(Dataset excerpt)
═══

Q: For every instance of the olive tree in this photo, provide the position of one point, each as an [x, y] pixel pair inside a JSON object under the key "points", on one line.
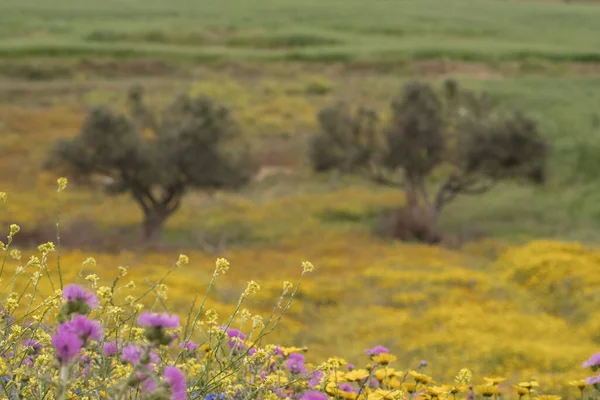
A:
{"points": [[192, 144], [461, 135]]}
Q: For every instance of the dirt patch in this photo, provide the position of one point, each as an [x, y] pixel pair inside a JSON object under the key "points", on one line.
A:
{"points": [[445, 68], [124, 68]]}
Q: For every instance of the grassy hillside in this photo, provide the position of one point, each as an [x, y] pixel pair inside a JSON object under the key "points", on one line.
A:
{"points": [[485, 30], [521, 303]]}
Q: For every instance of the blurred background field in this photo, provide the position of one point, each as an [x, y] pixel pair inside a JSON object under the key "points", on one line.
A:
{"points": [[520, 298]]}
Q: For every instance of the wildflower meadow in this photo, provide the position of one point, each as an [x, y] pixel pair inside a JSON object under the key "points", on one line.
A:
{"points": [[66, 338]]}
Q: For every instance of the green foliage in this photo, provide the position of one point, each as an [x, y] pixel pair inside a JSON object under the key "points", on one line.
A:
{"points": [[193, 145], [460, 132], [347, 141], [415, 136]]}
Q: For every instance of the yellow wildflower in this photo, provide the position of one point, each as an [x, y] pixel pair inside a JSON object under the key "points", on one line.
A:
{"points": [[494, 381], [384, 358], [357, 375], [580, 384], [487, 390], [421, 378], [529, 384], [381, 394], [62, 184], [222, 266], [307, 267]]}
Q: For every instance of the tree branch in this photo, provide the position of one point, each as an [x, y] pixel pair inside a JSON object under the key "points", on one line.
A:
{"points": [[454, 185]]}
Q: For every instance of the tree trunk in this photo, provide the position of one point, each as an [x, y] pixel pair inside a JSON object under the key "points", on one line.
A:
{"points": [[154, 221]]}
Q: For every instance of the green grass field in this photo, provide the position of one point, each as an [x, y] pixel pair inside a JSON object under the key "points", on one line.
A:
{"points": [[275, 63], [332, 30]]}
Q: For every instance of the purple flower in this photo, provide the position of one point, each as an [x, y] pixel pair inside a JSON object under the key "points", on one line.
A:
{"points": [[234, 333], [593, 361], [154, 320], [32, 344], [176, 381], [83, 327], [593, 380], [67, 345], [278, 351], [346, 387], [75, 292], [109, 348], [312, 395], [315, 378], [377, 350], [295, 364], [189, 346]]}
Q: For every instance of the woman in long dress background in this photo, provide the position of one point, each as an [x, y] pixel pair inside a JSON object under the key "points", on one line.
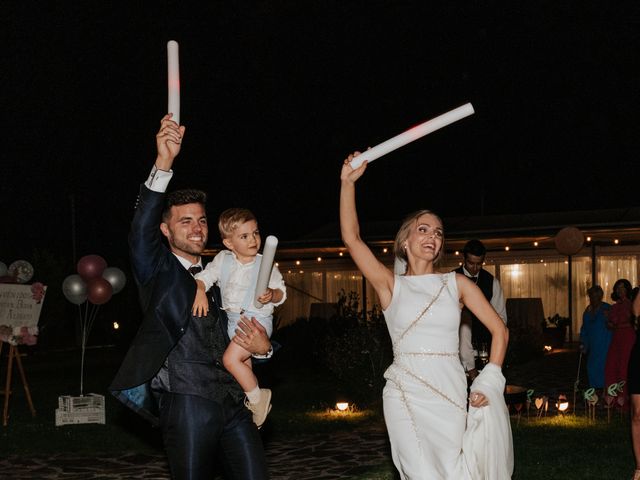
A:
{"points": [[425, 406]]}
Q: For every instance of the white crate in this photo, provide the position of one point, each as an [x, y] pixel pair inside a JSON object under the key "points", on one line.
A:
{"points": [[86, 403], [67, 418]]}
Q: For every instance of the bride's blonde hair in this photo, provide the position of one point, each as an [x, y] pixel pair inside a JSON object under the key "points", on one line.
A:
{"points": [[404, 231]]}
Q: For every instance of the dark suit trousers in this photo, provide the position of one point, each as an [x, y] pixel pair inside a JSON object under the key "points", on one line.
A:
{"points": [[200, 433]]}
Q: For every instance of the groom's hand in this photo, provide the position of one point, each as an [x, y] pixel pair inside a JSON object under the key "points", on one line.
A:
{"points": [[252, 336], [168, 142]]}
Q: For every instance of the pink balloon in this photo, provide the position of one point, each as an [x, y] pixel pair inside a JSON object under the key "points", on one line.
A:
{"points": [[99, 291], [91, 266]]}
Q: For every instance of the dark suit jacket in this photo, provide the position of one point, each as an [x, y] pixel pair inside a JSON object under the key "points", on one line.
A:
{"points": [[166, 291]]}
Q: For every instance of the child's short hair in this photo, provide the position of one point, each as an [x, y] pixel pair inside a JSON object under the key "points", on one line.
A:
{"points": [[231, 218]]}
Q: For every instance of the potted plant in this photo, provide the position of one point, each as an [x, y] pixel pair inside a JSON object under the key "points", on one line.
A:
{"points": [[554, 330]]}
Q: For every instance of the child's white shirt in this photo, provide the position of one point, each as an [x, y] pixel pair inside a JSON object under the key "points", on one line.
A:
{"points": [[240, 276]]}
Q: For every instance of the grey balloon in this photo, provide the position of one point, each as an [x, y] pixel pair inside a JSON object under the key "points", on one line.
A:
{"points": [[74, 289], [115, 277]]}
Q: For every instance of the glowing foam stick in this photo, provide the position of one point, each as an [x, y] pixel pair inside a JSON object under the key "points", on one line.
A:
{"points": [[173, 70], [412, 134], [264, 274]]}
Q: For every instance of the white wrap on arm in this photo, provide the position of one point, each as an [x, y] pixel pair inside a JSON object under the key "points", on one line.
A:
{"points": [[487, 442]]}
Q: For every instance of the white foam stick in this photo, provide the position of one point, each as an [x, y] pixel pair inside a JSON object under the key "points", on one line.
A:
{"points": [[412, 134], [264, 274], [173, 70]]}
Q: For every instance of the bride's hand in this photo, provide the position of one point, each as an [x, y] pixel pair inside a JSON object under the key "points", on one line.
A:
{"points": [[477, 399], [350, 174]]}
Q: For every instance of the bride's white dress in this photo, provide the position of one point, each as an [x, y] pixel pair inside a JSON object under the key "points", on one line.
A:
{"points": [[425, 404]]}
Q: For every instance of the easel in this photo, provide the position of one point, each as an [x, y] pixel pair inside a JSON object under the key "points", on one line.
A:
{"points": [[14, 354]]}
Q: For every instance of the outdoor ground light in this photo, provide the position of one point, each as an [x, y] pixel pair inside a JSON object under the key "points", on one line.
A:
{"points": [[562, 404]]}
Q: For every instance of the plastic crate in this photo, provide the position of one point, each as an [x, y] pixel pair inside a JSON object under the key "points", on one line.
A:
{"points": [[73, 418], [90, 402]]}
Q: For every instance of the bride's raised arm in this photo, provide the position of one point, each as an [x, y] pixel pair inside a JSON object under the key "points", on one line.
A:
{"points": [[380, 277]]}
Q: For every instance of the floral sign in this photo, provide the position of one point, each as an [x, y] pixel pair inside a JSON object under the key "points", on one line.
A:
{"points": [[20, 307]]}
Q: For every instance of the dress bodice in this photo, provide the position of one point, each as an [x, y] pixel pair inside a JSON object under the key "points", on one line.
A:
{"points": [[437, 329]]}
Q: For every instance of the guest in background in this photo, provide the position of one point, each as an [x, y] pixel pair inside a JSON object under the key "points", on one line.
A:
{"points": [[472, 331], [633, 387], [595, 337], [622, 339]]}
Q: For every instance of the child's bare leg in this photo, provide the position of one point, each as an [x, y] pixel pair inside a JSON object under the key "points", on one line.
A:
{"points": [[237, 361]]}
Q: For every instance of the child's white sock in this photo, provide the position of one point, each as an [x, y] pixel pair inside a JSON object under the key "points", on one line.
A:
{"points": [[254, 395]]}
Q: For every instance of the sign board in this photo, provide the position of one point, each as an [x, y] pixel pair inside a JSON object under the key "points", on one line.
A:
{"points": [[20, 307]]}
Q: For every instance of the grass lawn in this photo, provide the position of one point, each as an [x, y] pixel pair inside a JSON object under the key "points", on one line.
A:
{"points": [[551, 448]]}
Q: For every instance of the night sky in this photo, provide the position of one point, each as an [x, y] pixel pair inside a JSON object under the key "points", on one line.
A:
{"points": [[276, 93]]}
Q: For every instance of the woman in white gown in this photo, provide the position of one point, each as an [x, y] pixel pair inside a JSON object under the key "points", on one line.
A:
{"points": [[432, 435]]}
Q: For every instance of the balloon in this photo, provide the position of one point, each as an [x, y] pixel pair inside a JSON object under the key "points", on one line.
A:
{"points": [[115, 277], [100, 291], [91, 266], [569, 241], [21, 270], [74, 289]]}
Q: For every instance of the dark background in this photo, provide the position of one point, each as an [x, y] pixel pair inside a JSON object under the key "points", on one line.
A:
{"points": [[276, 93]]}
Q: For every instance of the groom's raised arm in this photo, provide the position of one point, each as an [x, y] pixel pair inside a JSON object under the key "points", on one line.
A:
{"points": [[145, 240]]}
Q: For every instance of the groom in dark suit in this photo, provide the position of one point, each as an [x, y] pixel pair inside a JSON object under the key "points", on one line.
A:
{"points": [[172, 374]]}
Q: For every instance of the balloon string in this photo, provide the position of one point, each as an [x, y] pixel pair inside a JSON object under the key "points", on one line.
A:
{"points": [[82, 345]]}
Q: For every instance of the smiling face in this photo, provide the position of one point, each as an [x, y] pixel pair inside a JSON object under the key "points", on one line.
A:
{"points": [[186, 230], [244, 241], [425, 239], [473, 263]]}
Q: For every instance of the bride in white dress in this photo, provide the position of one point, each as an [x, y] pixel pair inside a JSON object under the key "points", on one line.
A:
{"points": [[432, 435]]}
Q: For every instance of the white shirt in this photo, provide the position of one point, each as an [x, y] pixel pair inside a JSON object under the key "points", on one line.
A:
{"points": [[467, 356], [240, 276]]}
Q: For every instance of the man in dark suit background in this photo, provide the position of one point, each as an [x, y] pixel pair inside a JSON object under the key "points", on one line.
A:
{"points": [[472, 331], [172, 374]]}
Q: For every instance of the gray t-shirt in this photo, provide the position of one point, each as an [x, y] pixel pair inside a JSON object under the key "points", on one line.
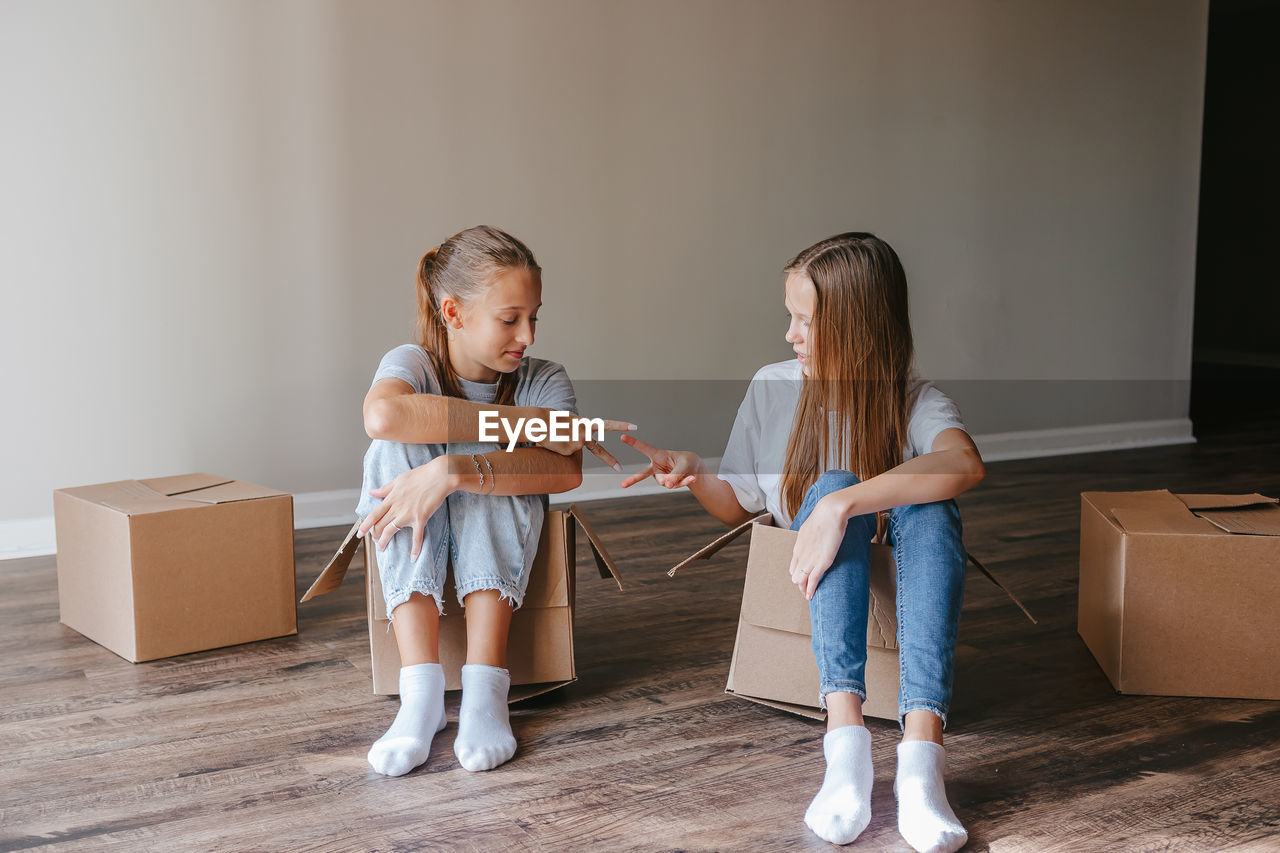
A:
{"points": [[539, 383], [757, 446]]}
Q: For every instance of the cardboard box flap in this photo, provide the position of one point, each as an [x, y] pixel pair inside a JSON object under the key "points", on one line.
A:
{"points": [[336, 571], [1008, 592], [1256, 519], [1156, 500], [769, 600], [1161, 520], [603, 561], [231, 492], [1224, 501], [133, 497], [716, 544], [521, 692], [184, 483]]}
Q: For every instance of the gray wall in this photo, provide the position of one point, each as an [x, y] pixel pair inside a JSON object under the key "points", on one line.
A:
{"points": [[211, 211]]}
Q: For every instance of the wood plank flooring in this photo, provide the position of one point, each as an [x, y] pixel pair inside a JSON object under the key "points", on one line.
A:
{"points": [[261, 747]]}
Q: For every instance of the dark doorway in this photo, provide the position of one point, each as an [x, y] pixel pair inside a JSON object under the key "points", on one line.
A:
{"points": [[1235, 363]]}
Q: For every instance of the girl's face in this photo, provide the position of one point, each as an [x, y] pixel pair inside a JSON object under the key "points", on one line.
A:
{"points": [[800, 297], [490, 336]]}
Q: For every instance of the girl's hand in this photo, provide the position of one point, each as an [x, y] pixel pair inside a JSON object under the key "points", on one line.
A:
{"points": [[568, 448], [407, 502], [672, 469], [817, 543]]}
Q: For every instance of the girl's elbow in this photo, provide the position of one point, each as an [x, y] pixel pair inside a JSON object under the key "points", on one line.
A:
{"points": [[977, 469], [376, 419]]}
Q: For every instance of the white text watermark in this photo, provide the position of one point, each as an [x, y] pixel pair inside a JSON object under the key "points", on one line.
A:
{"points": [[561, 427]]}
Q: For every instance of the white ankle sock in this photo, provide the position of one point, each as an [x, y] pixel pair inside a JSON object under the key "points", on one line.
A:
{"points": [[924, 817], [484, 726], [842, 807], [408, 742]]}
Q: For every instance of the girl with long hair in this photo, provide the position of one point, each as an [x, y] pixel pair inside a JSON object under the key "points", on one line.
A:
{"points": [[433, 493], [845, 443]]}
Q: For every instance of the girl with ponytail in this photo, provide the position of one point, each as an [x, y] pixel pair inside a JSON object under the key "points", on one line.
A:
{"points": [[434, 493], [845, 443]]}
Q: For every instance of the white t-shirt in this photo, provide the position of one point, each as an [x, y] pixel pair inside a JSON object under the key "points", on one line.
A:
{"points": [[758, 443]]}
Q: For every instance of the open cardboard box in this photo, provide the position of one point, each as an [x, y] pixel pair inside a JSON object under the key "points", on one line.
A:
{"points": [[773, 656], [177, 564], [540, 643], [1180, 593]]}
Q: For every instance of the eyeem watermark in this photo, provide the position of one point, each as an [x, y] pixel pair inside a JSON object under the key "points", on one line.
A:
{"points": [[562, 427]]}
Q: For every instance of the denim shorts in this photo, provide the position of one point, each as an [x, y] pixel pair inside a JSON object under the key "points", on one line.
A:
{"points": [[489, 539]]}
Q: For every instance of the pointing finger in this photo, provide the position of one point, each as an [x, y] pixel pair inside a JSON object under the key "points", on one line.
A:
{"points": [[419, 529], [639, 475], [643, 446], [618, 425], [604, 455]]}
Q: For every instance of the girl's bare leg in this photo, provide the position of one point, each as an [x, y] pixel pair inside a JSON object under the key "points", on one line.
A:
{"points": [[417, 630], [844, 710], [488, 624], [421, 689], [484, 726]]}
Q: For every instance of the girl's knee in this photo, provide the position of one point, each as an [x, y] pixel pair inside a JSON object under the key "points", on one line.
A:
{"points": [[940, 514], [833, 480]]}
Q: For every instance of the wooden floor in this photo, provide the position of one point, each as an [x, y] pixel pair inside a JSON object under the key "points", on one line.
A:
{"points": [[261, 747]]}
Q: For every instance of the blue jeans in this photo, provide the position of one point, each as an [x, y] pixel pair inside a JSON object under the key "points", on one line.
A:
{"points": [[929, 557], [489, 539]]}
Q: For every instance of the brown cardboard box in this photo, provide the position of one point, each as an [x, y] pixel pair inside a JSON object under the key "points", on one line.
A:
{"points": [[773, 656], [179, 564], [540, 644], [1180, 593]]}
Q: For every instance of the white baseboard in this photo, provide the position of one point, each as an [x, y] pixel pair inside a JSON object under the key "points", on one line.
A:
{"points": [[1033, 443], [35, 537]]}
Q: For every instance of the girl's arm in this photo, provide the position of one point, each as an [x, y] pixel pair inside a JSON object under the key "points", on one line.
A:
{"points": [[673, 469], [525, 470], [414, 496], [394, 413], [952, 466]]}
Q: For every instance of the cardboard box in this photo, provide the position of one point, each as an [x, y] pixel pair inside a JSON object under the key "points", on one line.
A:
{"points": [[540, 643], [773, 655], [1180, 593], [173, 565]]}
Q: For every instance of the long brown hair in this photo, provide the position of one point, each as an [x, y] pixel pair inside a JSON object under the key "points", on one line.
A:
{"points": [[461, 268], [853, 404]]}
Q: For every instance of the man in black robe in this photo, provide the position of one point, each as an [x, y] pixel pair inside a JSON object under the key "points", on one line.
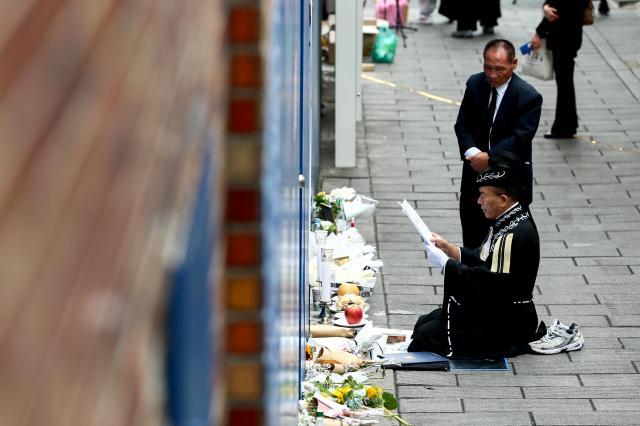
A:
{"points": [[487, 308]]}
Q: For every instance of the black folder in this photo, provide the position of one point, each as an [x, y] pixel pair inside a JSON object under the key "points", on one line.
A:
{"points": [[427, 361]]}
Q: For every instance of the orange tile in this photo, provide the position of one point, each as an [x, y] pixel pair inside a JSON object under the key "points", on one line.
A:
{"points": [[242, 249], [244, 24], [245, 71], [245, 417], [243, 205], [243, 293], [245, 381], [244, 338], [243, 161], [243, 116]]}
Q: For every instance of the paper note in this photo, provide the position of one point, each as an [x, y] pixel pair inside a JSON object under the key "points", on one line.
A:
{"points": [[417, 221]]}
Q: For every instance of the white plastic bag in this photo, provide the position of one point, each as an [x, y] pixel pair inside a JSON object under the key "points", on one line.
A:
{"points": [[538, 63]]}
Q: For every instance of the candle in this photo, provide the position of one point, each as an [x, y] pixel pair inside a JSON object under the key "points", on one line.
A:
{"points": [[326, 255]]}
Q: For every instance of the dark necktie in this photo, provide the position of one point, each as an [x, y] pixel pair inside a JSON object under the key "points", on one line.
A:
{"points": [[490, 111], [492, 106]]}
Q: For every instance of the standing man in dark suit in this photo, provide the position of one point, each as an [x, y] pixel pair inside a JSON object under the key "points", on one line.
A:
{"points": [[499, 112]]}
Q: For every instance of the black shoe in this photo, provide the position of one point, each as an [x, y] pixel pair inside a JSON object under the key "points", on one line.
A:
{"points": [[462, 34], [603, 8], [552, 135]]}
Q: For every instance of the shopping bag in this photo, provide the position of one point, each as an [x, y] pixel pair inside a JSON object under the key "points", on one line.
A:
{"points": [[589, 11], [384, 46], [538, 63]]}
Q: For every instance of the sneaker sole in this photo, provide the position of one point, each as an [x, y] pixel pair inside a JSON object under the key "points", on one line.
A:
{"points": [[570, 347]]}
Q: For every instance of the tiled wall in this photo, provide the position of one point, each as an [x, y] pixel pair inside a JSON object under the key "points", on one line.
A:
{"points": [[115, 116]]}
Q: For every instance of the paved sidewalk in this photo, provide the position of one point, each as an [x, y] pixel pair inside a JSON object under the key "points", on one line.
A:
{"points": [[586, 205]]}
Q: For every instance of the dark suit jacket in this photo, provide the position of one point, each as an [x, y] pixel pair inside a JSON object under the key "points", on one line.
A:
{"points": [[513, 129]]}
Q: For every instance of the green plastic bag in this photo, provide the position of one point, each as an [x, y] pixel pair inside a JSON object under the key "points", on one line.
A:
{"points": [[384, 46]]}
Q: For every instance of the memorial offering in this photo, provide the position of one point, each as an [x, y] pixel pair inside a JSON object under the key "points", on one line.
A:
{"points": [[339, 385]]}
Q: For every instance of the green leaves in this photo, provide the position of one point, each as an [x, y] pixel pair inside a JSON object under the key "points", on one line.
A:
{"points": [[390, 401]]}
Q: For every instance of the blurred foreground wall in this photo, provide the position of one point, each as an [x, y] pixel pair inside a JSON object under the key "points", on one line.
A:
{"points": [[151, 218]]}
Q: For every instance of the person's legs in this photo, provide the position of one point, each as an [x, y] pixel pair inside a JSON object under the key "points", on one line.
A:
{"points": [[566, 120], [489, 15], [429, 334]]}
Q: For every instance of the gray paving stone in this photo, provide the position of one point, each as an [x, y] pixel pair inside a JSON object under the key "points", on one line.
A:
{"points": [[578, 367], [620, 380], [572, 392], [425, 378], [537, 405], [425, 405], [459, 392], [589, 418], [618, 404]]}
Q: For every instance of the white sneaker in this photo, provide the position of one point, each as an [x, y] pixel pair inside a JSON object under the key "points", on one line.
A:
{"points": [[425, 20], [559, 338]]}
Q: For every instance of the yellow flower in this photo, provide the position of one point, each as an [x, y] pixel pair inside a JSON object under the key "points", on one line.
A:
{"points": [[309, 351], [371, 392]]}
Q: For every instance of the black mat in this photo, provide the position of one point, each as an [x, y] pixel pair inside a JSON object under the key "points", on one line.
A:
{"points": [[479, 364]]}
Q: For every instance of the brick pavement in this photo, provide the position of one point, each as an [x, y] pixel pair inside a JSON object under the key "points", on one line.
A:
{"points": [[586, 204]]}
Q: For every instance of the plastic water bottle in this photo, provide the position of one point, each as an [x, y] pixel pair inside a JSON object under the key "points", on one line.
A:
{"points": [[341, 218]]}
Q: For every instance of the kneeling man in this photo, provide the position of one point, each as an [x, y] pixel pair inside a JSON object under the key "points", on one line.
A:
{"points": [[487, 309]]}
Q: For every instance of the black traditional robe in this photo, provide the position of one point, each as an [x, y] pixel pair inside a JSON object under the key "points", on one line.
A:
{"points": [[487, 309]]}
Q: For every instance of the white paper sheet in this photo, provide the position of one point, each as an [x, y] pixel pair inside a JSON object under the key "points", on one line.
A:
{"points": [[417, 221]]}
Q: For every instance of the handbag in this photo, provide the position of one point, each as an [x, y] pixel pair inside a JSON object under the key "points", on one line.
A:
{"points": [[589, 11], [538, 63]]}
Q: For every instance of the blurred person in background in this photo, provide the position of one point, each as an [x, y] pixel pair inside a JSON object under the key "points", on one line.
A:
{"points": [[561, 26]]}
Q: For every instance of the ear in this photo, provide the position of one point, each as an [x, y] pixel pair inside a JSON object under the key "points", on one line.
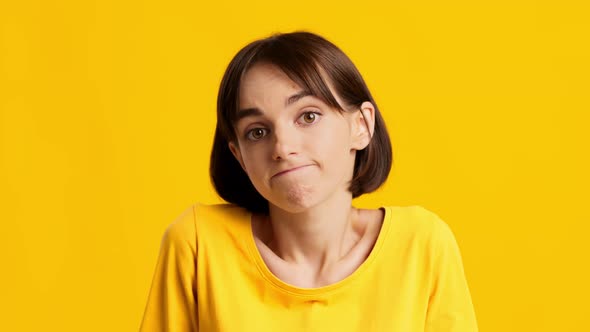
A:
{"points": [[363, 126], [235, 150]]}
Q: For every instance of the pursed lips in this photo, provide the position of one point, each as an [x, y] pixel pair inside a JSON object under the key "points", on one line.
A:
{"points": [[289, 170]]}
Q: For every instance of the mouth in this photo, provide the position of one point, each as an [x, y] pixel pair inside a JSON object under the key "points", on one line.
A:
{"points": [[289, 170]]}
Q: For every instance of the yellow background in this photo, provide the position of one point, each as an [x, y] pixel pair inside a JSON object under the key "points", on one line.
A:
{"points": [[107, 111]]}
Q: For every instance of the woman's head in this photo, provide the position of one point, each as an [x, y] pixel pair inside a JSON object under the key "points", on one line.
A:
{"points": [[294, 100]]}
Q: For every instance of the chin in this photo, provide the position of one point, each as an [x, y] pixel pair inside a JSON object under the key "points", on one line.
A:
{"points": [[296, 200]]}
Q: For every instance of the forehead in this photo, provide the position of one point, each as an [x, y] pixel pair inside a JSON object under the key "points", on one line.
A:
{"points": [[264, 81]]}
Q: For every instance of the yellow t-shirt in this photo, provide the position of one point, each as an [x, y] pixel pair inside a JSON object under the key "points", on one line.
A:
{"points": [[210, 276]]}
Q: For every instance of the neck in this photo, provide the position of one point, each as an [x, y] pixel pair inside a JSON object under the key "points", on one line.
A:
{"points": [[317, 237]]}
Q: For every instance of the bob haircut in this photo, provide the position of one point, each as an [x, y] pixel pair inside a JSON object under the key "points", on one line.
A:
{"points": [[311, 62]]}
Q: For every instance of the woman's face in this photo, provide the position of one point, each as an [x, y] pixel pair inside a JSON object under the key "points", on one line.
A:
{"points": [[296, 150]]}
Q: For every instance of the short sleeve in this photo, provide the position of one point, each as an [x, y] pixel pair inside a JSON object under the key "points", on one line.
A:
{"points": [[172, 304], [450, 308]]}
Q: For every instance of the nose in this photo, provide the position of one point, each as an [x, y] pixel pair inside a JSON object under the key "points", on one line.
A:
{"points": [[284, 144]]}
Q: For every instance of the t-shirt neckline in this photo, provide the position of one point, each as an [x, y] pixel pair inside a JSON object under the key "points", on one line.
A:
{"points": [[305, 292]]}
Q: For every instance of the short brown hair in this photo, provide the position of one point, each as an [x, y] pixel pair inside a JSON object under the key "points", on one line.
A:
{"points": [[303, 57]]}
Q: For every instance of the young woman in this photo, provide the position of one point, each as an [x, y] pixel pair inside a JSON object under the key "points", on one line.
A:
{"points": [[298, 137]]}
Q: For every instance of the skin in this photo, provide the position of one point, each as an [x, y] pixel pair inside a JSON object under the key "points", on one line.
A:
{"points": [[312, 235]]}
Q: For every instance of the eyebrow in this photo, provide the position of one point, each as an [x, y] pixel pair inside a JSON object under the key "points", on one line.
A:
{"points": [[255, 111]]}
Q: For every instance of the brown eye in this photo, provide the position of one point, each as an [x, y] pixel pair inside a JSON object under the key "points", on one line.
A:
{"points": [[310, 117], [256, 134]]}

═══

**REQUIREMENTS:**
Every line from the one containing "Q: For every instance of the skin" through the last line must be copied exactly; leave out the rest.

**RESULT OF THIS TASK:**
Q: For every instance of the skin in this photo, provide the position of one point, each as an [x, y] pixel pair inside a JSON object under the key "points", on one line.
A:
{"points": [[312, 235]]}
Q: For every instance of the eyebrow in this photo, provide the position of one point, each as an [x, y] pixel pair inside a JSON object under the key "points", on one line.
A:
{"points": [[255, 111]]}
Q: For every instance of the brown eye in this photo, provide the position of one point, each as an [x, y] pixel pair inside a JSON object under the key "points", on one line.
A:
{"points": [[310, 117], [256, 134]]}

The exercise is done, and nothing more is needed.